# Start of Task input

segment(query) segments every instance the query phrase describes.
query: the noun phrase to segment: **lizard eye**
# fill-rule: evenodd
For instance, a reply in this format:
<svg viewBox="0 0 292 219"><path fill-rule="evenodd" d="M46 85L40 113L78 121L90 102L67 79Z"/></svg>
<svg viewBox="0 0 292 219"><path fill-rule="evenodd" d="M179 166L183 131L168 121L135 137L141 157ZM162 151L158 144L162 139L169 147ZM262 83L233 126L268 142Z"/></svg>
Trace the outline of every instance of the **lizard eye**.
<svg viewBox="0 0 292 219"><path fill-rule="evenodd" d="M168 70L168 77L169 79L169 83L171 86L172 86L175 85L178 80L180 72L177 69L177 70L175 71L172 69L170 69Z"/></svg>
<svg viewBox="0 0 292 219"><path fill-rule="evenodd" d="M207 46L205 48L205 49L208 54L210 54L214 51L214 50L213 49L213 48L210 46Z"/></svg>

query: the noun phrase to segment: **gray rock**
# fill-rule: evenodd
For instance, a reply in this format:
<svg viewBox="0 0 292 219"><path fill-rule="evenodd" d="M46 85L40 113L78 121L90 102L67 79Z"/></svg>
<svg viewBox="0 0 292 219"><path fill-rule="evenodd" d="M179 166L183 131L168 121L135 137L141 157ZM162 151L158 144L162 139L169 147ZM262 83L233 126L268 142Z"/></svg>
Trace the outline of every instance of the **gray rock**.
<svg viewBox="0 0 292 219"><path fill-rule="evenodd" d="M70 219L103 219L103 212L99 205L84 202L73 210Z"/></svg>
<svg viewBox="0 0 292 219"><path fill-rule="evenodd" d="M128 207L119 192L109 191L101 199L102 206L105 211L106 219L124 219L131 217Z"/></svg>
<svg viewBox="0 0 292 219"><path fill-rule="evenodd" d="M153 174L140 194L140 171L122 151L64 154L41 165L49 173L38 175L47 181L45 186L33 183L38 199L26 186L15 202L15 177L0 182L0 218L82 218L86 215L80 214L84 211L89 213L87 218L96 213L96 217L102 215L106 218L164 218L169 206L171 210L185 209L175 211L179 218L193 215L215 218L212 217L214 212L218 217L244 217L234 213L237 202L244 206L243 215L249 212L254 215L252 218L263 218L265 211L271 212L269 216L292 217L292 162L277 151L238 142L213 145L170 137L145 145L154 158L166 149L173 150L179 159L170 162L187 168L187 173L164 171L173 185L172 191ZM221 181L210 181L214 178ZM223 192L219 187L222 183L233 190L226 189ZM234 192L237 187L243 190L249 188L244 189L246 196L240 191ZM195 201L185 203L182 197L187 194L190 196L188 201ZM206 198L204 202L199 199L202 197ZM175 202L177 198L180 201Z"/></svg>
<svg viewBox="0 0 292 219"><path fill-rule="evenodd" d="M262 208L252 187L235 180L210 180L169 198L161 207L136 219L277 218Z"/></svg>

# End of Task input

**Exercise objective**
Format the lines of the records as a numbered list, leaving out blank lines.

**Reply to the task**
1. segment(query) segments every instance the query phrase describes.
2. query: the noun phrase to segment: **lizard eye**
3. # fill-rule: evenodd
4. For instance, a reply in this format:
5. <svg viewBox="0 0 292 219"><path fill-rule="evenodd" d="M46 85L40 113L78 121L90 102L67 79Z"/></svg>
6. <svg viewBox="0 0 292 219"><path fill-rule="evenodd" d="M179 166L183 131L168 121L135 137L141 157ZM162 151L158 144L162 139L169 147ZM262 83L233 126L268 142Z"/></svg>
7. Trace the outline of every instance of the **lizard eye**.
8. <svg viewBox="0 0 292 219"><path fill-rule="evenodd" d="M168 70L168 77L169 79L169 83L171 86L172 86L175 85L178 80L180 72L177 69L177 70L175 71L172 69L170 69Z"/></svg>
9. <svg viewBox="0 0 292 219"><path fill-rule="evenodd" d="M207 46L205 48L205 49L208 54L210 54L214 51L214 50L213 49L213 48L210 46Z"/></svg>
10. query: the noun phrase to segment: **gray rock**
11. # fill-rule: evenodd
12. For instance, a reply in this format:
13. <svg viewBox="0 0 292 219"><path fill-rule="evenodd" d="M46 85L40 113L78 121L90 102L67 79Z"/></svg>
14. <svg viewBox="0 0 292 219"><path fill-rule="evenodd" d="M179 166L183 131L168 121L135 137L141 157ZM162 151L158 144L162 139L169 147ZM262 83L233 126L268 142Z"/></svg>
15. Trace the outline of every instance of the **gray rock**.
16. <svg viewBox="0 0 292 219"><path fill-rule="evenodd" d="M70 219L103 219L103 212L99 205L84 202L73 210Z"/></svg>
17. <svg viewBox="0 0 292 219"><path fill-rule="evenodd" d="M128 207L119 192L109 191L101 199L102 206L105 211L106 219L124 219L131 217Z"/></svg>
18. <svg viewBox="0 0 292 219"><path fill-rule="evenodd" d="M153 174L140 194L140 171L122 151L64 154L41 165L49 173L38 175L47 181L45 186L33 183L38 199L26 186L15 202L15 177L0 182L0 218L82 218L86 215L80 214L84 211L89 213L87 218L96 213L96 217L102 215L106 218L164 218L169 206L171 210L185 209L175 211L179 218L193 215L215 218L212 217L214 212L218 217L244 217L234 213L237 202L244 206L243 215L249 212L254 215L252 218L263 218L265 211L271 212L269 216L292 217L292 162L277 151L238 142L213 145L170 137L145 145L154 158L166 149L173 150L179 159L170 162L187 168L187 173L164 171L173 185L172 191ZM221 181L210 181L214 178ZM223 192L219 187L222 183L233 190L226 189ZM234 192L237 187L243 190L249 188L244 189L246 196L240 191ZM195 201L185 203L182 197L187 194L190 196L188 201ZM206 198L204 202L199 199L202 197ZM175 202L177 198L180 201Z"/></svg>
19. <svg viewBox="0 0 292 219"><path fill-rule="evenodd" d="M262 208L252 187L235 180L210 180L169 198L161 207L136 219L277 218Z"/></svg>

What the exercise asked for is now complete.